*** Opening of SOURCE DATA ***
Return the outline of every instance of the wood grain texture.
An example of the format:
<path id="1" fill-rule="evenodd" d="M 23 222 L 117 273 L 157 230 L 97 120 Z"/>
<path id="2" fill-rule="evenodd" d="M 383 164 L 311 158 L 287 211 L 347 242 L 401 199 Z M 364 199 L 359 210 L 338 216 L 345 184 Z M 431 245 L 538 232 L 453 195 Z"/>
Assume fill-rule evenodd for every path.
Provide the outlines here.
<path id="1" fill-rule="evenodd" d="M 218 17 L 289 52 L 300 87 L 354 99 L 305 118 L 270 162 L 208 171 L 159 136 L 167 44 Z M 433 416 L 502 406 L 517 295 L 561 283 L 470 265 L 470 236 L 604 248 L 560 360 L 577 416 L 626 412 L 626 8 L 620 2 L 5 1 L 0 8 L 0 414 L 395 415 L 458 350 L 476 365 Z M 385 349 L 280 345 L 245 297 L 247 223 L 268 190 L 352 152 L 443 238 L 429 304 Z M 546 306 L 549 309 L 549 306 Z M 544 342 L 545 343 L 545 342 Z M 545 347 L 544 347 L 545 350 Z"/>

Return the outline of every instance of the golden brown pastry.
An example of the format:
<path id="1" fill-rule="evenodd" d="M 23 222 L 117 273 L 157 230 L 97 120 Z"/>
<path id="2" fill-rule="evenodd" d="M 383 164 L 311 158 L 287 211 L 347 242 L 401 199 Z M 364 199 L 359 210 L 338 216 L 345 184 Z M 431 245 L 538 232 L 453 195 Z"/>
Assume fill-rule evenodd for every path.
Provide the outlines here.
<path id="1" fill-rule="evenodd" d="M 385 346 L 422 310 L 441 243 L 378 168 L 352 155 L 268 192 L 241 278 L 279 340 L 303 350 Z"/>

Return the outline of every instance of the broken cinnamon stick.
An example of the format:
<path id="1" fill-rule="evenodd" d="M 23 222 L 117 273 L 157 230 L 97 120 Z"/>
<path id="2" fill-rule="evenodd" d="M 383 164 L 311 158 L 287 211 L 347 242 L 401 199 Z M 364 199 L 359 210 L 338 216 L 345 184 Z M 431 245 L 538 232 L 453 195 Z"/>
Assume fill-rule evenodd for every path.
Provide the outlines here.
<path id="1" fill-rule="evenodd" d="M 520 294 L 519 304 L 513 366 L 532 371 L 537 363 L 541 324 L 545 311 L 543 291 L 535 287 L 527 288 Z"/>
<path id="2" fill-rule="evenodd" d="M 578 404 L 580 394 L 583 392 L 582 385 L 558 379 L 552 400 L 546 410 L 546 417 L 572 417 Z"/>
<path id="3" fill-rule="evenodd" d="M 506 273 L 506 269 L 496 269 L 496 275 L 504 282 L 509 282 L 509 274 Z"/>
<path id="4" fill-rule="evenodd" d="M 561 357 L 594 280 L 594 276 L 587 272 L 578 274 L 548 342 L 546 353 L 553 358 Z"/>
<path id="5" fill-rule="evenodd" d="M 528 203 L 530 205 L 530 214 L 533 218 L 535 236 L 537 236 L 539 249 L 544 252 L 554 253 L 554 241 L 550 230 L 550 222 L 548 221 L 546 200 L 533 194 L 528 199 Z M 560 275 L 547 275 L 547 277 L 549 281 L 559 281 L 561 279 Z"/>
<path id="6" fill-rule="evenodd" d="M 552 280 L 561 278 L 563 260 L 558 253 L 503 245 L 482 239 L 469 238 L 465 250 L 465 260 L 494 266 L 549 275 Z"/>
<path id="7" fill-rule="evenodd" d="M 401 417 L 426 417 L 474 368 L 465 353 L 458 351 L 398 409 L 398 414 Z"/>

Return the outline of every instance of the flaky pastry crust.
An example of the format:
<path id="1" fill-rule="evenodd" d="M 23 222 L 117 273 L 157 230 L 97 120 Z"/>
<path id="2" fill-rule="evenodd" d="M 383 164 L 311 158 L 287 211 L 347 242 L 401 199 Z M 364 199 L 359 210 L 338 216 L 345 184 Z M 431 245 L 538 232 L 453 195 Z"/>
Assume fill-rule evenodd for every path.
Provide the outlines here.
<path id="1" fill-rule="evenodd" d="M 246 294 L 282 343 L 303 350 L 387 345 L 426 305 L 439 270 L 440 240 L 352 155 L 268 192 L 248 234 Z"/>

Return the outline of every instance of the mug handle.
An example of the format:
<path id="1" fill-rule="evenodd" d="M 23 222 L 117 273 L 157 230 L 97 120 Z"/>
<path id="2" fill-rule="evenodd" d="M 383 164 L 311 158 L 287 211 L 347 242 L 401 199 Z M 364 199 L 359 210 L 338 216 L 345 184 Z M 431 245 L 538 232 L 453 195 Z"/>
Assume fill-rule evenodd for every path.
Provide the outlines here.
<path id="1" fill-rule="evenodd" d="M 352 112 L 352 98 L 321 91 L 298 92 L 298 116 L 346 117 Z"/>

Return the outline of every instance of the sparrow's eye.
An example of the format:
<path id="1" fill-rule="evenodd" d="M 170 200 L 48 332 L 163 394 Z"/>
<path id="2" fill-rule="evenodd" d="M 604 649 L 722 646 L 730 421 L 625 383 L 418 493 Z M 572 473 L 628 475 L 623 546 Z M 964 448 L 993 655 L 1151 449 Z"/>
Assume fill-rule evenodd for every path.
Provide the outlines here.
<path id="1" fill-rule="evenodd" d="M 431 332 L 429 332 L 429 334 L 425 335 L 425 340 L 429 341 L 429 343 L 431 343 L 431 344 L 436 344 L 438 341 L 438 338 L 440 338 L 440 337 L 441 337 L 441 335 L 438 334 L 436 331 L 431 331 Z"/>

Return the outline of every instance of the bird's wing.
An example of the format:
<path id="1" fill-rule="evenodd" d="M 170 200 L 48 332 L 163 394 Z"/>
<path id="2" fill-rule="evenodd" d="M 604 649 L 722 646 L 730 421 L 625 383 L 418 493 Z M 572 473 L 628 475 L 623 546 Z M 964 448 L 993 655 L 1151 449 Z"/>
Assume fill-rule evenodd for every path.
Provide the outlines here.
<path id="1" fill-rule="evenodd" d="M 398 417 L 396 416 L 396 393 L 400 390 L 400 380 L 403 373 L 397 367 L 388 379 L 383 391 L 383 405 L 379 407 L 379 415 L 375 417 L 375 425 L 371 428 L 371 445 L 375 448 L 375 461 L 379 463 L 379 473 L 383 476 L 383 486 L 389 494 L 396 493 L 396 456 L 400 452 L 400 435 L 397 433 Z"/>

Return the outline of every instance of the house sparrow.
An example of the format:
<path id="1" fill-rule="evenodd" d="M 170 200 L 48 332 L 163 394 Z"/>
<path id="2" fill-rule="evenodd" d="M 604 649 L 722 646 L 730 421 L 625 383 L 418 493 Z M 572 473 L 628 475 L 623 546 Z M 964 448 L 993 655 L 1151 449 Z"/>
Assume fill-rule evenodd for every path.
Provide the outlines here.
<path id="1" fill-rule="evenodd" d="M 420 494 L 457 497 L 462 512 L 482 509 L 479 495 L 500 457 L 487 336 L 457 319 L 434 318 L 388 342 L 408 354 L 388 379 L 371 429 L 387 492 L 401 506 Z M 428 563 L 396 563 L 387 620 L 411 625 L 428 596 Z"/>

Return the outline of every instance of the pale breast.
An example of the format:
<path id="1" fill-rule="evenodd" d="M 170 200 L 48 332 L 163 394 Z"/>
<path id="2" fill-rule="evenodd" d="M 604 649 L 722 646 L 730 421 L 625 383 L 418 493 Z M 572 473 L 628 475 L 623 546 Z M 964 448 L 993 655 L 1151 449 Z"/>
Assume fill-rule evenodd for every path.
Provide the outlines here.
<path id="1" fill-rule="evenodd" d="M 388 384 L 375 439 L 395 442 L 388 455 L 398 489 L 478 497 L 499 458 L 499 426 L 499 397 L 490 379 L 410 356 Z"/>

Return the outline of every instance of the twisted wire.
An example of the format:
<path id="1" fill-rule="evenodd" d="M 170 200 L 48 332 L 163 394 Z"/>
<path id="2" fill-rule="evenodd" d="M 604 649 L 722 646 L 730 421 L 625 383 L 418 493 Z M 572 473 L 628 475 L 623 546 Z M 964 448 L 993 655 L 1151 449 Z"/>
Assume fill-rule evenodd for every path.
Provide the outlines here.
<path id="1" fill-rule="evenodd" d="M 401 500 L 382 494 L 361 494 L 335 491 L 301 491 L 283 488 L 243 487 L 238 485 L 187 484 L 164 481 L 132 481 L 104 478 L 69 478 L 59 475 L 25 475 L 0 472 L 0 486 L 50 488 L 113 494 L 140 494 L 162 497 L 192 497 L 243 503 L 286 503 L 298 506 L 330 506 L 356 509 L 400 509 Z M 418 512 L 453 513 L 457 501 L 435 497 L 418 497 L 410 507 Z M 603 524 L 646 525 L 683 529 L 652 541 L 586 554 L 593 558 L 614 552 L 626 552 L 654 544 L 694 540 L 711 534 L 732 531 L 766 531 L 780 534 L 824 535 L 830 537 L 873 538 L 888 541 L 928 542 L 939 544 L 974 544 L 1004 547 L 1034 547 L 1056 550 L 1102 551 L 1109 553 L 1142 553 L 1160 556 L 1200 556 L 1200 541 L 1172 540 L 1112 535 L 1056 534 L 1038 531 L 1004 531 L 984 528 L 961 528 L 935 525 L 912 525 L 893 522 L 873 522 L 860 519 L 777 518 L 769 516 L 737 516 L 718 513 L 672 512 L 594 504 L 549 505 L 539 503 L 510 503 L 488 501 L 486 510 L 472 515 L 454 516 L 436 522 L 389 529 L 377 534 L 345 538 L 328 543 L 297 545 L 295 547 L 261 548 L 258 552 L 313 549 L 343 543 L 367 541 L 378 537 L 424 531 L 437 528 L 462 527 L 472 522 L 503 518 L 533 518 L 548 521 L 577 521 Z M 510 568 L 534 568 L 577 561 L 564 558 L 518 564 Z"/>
*** Close of SOURCE DATA ***
*TASK*: Among the lines above, find each one containing the string "sparrow" and copy it.

*WRITTEN SOLUTION*:
Return the outline of every instance of the sparrow's eye.
Return the outline of every instance of the house sparrow.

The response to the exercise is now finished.